◆ **WHAT YOU WILL DO**
Rewrite everything from the start of the material down to the line containing "x=926, y=870", swapping "green" for "olive" and leaving the rest unchanged.

◆ **RECORD LIST**
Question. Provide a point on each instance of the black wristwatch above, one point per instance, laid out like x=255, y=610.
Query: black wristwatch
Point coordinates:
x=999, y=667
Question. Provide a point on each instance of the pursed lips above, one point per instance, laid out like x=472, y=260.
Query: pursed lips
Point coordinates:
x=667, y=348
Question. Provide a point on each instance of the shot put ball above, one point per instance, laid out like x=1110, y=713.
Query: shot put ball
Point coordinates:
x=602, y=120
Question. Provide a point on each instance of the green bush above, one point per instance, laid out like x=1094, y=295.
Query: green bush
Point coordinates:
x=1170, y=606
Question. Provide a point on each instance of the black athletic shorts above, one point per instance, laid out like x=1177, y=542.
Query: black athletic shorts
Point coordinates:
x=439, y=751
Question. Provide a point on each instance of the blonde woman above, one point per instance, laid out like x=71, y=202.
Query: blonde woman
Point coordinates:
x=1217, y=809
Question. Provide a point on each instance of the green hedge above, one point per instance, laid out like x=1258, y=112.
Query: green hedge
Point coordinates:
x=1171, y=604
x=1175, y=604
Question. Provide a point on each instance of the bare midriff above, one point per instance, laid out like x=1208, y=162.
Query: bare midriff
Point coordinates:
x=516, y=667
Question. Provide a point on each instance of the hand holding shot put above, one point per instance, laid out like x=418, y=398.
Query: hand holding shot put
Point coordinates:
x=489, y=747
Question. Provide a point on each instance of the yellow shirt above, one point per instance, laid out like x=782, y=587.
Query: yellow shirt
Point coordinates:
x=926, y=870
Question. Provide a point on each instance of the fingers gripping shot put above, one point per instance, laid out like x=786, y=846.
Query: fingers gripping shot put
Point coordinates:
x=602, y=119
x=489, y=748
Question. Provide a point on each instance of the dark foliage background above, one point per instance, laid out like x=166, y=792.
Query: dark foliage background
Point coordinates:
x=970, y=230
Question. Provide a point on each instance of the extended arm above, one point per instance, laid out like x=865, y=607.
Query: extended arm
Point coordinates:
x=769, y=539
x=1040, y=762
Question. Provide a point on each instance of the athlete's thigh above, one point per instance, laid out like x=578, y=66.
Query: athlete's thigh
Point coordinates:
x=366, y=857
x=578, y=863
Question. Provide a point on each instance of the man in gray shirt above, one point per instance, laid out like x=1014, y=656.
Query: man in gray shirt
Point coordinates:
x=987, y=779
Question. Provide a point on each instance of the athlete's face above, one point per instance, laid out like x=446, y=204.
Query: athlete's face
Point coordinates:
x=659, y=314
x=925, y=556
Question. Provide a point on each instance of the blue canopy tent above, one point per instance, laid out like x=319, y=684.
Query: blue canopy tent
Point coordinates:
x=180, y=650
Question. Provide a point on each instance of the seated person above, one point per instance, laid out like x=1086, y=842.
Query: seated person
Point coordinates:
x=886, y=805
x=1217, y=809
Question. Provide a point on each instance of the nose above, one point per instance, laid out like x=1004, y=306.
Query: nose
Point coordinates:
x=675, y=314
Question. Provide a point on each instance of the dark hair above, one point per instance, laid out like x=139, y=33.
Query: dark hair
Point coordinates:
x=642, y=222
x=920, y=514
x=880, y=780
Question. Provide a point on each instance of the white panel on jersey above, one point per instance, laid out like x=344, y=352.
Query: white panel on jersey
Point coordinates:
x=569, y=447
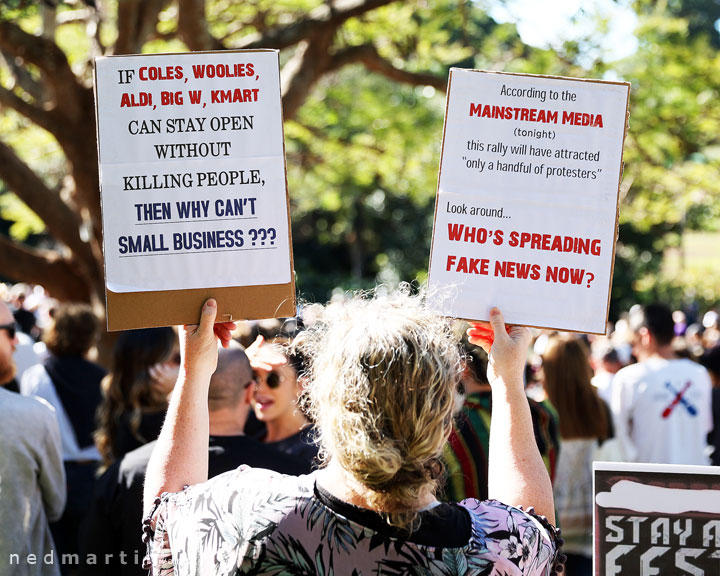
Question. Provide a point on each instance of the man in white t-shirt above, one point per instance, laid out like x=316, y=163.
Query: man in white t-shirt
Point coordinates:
x=661, y=405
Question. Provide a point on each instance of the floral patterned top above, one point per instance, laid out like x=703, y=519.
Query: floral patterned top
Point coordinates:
x=254, y=521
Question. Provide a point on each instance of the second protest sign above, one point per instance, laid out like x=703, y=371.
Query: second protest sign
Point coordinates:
x=526, y=210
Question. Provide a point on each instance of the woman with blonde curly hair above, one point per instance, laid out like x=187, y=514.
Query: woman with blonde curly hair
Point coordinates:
x=381, y=391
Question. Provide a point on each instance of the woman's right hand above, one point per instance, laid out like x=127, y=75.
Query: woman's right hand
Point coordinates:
x=198, y=342
x=506, y=347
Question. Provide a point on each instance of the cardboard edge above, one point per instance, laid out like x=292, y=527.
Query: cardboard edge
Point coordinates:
x=437, y=188
x=126, y=310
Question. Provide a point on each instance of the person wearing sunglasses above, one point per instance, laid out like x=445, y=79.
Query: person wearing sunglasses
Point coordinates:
x=384, y=374
x=278, y=373
x=8, y=342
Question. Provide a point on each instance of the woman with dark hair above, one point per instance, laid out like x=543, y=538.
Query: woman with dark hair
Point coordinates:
x=135, y=393
x=382, y=382
x=279, y=374
x=585, y=424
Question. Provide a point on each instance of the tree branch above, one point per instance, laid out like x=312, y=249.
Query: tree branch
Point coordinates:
x=368, y=56
x=62, y=223
x=298, y=76
x=136, y=21
x=192, y=26
x=324, y=16
x=56, y=274
x=43, y=118
x=47, y=56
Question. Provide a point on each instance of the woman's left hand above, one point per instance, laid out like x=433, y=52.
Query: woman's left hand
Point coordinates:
x=199, y=342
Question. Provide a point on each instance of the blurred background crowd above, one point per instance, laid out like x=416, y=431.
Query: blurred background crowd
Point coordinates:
x=648, y=391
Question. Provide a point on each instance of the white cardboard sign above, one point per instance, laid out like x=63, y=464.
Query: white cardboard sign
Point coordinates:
x=656, y=519
x=192, y=171
x=526, y=209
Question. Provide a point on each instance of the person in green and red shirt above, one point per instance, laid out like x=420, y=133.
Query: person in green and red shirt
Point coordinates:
x=466, y=452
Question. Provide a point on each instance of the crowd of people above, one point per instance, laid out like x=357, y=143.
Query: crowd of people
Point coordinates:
x=364, y=423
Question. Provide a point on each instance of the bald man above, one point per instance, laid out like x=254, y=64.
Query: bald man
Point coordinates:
x=113, y=544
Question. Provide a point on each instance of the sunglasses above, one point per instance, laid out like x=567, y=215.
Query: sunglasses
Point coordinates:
x=273, y=379
x=11, y=328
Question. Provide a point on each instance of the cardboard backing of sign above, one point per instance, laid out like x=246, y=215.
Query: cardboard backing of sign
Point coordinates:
x=144, y=309
x=510, y=315
x=176, y=307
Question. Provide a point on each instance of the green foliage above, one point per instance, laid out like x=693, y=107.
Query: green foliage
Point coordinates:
x=363, y=151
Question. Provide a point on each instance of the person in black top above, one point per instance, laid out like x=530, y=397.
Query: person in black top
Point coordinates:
x=711, y=360
x=8, y=341
x=113, y=537
x=135, y=393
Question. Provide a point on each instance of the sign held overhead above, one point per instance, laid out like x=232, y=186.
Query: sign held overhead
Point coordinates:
x=527, y=199
x=193, y=185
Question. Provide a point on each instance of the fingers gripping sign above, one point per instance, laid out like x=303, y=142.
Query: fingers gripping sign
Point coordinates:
x=506, y=346
x=199, y=342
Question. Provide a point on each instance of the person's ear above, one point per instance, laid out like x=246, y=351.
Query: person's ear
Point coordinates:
x=248, y=392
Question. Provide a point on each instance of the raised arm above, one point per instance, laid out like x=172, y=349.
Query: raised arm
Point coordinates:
x=516, y=472
x=180, y=457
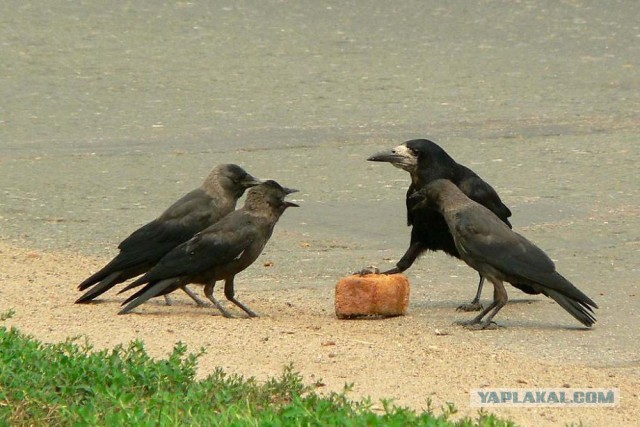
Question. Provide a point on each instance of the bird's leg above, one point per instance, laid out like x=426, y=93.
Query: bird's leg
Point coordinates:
x=229, y=294
x=474, y=305
x=500, y=299
x=193, y=296
x=208, y=292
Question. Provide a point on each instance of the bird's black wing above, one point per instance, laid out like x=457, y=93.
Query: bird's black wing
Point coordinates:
x=479, y=191
x=484, y=238
x=217, y=245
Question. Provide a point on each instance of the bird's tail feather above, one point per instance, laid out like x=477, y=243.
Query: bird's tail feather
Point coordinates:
x=146, y=293
x=580, y=309
x=141, y=281
x=103, y=286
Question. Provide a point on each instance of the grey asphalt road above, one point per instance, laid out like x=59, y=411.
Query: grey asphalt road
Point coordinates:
x=110, y=112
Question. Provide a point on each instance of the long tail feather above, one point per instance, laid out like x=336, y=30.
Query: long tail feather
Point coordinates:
x=103, y=286
x=146, y=293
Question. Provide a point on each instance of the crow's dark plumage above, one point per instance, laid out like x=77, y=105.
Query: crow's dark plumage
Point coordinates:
x=426, y=161
x=194, y=212
x=218, y=252
x=499, y=254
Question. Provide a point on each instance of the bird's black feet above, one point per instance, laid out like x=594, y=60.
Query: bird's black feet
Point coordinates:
x=472, y=306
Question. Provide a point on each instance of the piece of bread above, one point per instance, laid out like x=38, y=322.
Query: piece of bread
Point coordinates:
x=372, y=295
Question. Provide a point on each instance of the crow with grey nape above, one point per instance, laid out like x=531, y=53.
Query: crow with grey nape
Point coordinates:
x=426, y=161
x=499, y=254
x=218, y=252
x=198, y=209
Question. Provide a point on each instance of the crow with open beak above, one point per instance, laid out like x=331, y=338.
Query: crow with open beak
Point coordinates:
x=218, y=252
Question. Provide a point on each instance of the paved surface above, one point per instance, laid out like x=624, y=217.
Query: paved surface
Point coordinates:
x=110, y=113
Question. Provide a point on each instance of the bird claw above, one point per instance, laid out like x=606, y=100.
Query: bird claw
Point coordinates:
x=368, y=270
x=472, y=306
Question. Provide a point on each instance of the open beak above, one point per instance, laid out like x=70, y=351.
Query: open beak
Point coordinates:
x=251, y=181
x=288, y=203
x=400, y=157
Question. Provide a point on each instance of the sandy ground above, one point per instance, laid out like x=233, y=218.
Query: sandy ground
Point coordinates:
x=410, y=359
x=106, y=123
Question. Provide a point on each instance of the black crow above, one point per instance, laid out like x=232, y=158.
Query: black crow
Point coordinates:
x=218, y=252
x=499, y=254
x=427, y=161
x=202, y=207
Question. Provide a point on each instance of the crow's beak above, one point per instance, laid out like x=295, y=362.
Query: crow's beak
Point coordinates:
x=288, y=203
x=251, y=181
x=399, y=156
x=418, y=199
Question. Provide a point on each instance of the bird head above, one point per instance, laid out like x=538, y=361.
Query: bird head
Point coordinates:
x=234, y=179
x=273, y=194
x=418, y=157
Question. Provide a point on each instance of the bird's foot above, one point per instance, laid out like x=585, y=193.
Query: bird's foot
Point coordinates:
x=472, y=306
x=368, y=270
x=227, y=314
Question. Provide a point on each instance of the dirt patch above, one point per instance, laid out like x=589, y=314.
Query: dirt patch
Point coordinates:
x=410, y=359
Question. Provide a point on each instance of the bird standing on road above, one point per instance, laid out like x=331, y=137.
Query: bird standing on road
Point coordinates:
x=499, y=254
x=426, y=161
x=218, y=252
x=200, y=208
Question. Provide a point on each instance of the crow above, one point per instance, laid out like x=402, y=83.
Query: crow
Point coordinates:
x=198, y=209
x=219, y=252
x=489, y=246
x=426, y=161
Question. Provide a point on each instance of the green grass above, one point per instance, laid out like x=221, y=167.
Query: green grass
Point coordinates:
x=70, y=383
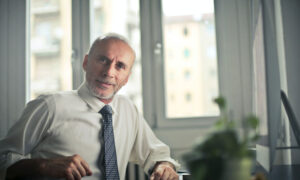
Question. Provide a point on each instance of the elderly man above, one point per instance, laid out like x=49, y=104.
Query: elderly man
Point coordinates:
x=90, y=133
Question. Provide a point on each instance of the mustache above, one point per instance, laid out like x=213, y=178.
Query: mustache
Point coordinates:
x=106, y=81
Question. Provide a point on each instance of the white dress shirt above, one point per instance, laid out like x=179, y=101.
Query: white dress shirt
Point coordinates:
x=68, y=123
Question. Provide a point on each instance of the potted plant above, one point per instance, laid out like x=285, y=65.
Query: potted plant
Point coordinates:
x=224, y=154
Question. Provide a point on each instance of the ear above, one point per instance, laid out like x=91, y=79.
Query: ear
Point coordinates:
x=126, y=80
x=85, y=62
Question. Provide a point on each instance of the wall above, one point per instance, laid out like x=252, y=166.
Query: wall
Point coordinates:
x=12, y=62
x=291, y=30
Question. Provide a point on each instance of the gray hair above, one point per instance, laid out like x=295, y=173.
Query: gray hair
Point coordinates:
x=109, y=36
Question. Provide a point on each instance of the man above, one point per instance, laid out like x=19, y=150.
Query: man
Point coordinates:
x=67, y=135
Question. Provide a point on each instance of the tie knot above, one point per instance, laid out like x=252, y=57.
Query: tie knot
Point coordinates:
x=106, y=110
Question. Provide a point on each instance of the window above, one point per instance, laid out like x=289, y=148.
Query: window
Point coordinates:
x=121, y=17
x=197, y=17
x=185, y=31
x=50, y=39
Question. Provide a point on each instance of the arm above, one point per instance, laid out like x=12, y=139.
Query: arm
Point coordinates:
x=150, y=152
x=164, y=170
x=70, y=168
x=24, y=136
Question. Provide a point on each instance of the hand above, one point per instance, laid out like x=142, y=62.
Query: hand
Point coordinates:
x=164, y=171
x=69, y=168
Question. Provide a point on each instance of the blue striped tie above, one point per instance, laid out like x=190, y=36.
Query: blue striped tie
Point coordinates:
x=110, y=157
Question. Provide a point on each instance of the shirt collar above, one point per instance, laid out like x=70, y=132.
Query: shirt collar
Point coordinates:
x=94, y=103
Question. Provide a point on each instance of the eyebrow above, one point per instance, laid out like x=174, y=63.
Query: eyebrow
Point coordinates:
x=118, y=61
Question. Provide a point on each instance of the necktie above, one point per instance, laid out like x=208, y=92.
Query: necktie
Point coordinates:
x=110, y=157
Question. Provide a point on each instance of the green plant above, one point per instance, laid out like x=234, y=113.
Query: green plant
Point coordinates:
x=223, y=146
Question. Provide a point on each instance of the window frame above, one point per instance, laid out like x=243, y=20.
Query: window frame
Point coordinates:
x=233, y=71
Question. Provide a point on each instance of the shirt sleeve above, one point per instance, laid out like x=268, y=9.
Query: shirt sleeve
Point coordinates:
x=148, y=149
x=25, y=134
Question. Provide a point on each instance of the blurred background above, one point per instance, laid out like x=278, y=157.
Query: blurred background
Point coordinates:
x=188, y=53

◆ **OUTPUT FOR THIS TASK**
Question. Provide a point on each instance of the black wristwatch above, one point per instance, laid out like x=255, y=610.
Query: black wristwatch
Point coordinates:
x=999, y=667
Question. Provide a point on each instance of the pursed lips above, one point per instance, laid out like x=472, y=260.
Query: pursed lips
Point coordinates:
x=667, y=348
Question. Provide a point on each instance of the shot put ball above, one point per instance, laid out like x=1110, y=713.
Query: shot put ball
Point coordinates:
x=602, y=120
Question. Provide a point on each instance of the olive bush above, one point per instance, laid out like x=1094, y=295.
Query: olive bush
Point coordinates:
x=1170, y=606
Question. Provide a point on each instance of the black athletic shorts above, one point per instance, laid out like x=1177, y=542.
Query: black athletic shorts
Point coordinates:
x=439, y=751
Question. Provide a point on each instance of the blonde woman above, one point per instance, laid out like x=71, y=202.
Query: blonde woman
Point coordinates:
x=1217, y=809
Question. Provide a point on each instance of the olive hedge above, one point per instance, laid out like x=1258, y=112.
Query: olive hedge
Point coordinates:
x=1171, y=604
x=1175, y=604
Question. Provide a point on each instance of the bare midriff above, one point per instance, laid out like x=1208, y=162.
Query: bare midriff
Point coordinates:
x=516, y=667
Question. Provide a point on each instance of the hand holding shot put above, one point per instance, laid out like x=418, y=398.
Query: hand holding shot put
Point coordinates:
x=489, y=747
Question. Provide a point on each instance of the yellow shirt above, one point per instance, laid out like x=782, y=587.
Query: yellow shirt
Point coordinates:
x=926, y=870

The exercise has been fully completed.